→ **What the exercise asks**: Every record must appear in your copy exactly as written, with no pictures.

━━━━━━━━

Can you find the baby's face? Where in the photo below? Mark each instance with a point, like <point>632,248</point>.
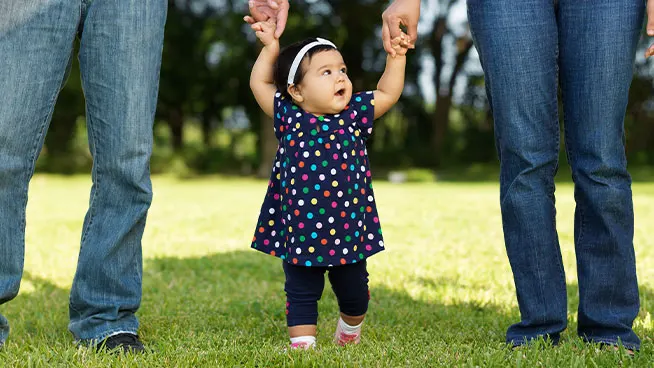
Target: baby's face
<point>325,87</point>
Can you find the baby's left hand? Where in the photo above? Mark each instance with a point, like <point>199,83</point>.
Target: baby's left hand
<point>400,44</point>
<point>265,31</point>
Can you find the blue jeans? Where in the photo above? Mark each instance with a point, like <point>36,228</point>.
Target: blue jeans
<point>120,57</point>
<point>528,49</point>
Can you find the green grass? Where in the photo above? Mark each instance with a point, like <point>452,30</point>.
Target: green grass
<point>442,293</point>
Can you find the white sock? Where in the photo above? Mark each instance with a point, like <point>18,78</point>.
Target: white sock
<point>350,330</point>
<point>309,340</point>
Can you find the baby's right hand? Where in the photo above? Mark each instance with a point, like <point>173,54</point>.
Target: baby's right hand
<point>265,31</point>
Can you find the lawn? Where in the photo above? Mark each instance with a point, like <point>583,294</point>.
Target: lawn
<point>442,292</point>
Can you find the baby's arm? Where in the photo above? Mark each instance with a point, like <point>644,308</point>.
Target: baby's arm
<point>261,79</point>
<point>391,83</point>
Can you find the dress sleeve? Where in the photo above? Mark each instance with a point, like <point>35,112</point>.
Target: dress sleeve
<point>362,105</point>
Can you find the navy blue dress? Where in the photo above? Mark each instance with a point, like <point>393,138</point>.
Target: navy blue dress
<point>320,209</point>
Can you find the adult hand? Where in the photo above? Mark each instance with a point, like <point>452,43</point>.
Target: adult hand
<point>406,13</point>
<point>650,26</point>
<point>263,10</point>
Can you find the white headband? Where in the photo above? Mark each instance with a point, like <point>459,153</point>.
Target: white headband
<point>300,56</point>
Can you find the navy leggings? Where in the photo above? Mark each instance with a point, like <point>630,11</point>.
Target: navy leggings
<point>304,286</point>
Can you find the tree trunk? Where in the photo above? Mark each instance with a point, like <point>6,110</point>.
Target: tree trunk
<point>440,125</point>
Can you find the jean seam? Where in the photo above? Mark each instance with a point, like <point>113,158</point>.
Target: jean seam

━━━━━━━━

→ **Full output**:
Can you find the baby's face? Where in the photo below? Mark each instance with a point, like <point>632,248</point>.
Target: baby's face
<point>325,87</point>
Can you find the baby's left hand? Where in the photo above? Mark each instance with a point, like <point>199,83</point>.
Target: baby's left hand
<point>400,44</point>
<point>265,31</point>
Can you find the blue jeans? Where in the photo above? Mark each instance with a point, like <point>36,228</point>.
Target: blue jeans
<point>120,57</point>
<point>528,49</point>
Can you find the green grass? Where in the photo above? Mark each instance with a point, like <point>452,30</point>.
Target: green grass
<point>442,293</point>
Can you find the white sock? Where in the photo above? Mark each instance with a point, like <point>18,78</point>.
Target: white sock
<point>350,330</point>
<point>309,340</point>
Can you find the baby's right hand? Where in the photo above? Mark each instance with a point, like <point>173,54</point>.
Target: baby's right hand
<point>265,31</point>
Can you find the lawn? Where in the photo above? Mark each instance with a point, like <point>583,294</point>.
Target: lawn
<point>442,292</point>
Can you find the baby's arm? Where in the photo above? Mark each instance with a point, like <point>644,308</point>.
Target: baby's arm
<point>261,79</point>
<point>391,83</point>
Can you find the dress sleeve? Where in the photo above? Mark each instance with a point, like <point>35,112</point>.
Target: dress sleeve
<point>362,105</point>
Can you find the navy blue dress? Where in the photo above? Mark each instance with a point, like <point>393,138</point>.
Target: navy blue dress
<point>320,209</point>
Can you find the adult hand? Where in the photo above? Mark each instance with a point, like <point>452,43</point>.
Target: adult hand
<point>406,13</point>
<point>650,26</point>
<point>263,10</point>
Can you find the white headband? Where in the photo above? Mark each instance with a point, like <point>459,153</point>.
Target: white headband
<point>300,56</point>
Can you find the navy leggings? Where in the photo above? Mark each instance with a point, like <point>630,11</point>.
Target: navy leggings
<point>304,286</point>
Can you find the tree trunk? Where in the photo above? Mark each instance with a point, like <point>6,110</point>.
Target: tree trunk
<point>440,125</point>
Can you find the jean seam? Where in the photo above? Mark each instance with a point, like <point>113,158</point>.
Target: jean seam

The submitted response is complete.